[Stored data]
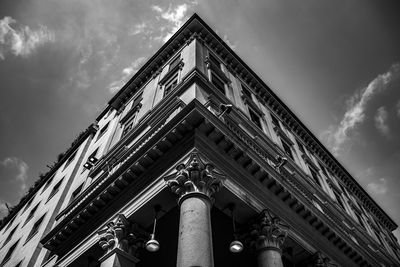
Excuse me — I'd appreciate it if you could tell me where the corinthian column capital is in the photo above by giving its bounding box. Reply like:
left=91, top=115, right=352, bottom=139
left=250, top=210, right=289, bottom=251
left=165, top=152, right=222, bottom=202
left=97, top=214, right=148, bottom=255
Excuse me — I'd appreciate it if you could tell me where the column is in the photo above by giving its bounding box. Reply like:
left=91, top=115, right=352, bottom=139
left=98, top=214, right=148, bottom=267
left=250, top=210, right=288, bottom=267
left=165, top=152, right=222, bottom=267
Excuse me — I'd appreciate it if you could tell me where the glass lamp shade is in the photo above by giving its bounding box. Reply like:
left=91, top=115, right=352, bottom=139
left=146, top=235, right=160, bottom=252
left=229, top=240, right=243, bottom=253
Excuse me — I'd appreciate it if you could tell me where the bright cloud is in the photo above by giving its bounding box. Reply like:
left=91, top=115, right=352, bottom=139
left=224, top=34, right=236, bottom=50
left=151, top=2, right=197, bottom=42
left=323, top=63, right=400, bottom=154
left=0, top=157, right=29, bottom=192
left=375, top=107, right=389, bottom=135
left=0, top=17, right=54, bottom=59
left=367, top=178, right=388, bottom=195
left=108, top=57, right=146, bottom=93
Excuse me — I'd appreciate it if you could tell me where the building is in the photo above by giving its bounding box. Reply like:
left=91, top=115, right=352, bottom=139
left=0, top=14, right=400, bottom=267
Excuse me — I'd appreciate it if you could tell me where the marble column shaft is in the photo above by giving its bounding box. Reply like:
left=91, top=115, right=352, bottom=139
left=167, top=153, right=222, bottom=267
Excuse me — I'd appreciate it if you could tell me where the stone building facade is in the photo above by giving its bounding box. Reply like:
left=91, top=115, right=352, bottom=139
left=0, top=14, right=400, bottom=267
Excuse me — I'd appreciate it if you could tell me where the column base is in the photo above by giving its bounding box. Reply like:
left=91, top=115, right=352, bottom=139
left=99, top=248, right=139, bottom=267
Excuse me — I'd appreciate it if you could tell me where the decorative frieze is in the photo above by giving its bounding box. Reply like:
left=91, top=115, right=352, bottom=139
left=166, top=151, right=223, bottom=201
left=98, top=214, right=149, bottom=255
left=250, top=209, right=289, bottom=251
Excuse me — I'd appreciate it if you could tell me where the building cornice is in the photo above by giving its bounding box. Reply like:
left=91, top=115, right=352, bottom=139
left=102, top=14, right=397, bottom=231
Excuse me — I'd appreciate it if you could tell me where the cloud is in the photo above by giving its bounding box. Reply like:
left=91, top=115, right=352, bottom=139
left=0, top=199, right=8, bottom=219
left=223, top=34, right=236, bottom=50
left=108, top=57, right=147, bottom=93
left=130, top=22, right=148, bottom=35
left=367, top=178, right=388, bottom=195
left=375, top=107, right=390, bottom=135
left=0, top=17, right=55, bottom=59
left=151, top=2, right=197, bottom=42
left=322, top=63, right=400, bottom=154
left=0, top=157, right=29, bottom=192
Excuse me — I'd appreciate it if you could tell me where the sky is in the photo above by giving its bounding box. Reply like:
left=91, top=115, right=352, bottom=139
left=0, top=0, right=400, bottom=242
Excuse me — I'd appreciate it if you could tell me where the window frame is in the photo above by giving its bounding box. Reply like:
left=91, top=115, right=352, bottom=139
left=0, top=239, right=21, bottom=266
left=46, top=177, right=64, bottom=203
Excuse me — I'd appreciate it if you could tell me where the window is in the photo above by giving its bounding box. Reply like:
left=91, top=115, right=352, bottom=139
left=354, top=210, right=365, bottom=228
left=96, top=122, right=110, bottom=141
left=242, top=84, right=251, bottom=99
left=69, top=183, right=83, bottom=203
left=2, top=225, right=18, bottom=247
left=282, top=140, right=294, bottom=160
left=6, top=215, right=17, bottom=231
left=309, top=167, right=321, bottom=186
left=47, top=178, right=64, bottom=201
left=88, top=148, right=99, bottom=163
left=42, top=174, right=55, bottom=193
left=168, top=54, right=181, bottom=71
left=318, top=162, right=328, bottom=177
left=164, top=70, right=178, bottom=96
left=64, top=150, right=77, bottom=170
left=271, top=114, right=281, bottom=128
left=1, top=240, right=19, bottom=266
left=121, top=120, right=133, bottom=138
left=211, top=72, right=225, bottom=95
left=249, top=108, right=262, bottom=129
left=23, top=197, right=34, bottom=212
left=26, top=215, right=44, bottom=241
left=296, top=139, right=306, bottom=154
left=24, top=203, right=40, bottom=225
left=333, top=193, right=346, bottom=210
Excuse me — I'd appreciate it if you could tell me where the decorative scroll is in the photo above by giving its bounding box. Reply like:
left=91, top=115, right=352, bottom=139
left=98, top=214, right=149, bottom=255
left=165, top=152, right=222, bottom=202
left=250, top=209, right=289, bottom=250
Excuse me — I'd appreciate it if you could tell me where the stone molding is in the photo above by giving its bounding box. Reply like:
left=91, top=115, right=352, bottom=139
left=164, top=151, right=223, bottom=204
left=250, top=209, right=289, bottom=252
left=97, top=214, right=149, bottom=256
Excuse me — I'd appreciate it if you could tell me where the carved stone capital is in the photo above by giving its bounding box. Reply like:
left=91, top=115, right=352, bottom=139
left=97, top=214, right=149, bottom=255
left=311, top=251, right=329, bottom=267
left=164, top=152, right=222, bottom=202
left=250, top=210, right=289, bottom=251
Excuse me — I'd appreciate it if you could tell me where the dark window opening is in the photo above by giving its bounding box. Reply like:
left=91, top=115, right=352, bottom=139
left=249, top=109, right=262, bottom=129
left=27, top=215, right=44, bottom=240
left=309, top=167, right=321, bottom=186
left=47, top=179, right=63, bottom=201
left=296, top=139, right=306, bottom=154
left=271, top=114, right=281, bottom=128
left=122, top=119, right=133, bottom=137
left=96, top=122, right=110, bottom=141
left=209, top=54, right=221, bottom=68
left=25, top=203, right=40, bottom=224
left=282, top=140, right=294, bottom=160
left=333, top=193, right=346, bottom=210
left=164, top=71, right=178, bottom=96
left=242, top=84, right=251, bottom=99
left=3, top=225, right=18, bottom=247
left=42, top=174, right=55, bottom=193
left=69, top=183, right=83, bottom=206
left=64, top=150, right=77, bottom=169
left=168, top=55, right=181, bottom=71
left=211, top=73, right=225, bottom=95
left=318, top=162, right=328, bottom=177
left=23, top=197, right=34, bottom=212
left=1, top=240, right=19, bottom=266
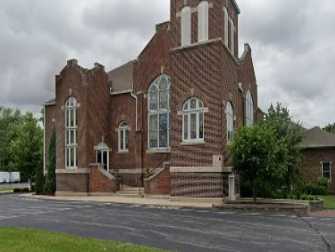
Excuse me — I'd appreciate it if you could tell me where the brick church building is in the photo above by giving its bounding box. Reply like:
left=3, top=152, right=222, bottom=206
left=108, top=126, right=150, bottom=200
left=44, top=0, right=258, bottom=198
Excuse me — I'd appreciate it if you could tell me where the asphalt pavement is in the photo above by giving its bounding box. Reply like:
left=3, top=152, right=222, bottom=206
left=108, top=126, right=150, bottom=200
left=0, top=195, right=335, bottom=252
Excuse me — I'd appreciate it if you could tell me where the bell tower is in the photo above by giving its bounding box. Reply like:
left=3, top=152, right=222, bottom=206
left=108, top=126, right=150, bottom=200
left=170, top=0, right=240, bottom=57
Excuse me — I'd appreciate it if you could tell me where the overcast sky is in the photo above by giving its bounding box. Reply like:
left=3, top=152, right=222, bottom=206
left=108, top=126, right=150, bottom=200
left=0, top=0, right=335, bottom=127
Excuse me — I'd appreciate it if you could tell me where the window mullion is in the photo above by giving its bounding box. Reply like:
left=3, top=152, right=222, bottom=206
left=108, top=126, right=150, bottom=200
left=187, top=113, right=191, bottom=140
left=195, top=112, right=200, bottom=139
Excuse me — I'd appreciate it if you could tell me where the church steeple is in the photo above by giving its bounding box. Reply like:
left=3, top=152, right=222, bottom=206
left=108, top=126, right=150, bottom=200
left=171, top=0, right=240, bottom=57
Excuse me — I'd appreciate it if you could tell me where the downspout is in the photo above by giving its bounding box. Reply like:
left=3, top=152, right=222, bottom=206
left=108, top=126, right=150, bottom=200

### What is asked
Rewrite the lines of the listing from the line containing "the column is" through the line containing "left=165, top=152, right=222, bottom=267", inclusive, as a Markdown table with the columns Row and Line, numbering each row and omitting blank lines.

### Exercise answer
| Row | Line |
|---|---|
| 1 | Excuse me — I'd appreciate it if you could tell me where the column is in the photo above by giving its bounding box. Reply like: |
| 2 | left=91, top=115, right=352, bottom=139 |
| 3 | left=98, top=214, right=148, bottom=267 |
| 4 | left=250, top=210, right=288, bottom=267 |
| 5 | left=165, top=152, right=222, bottom=267 |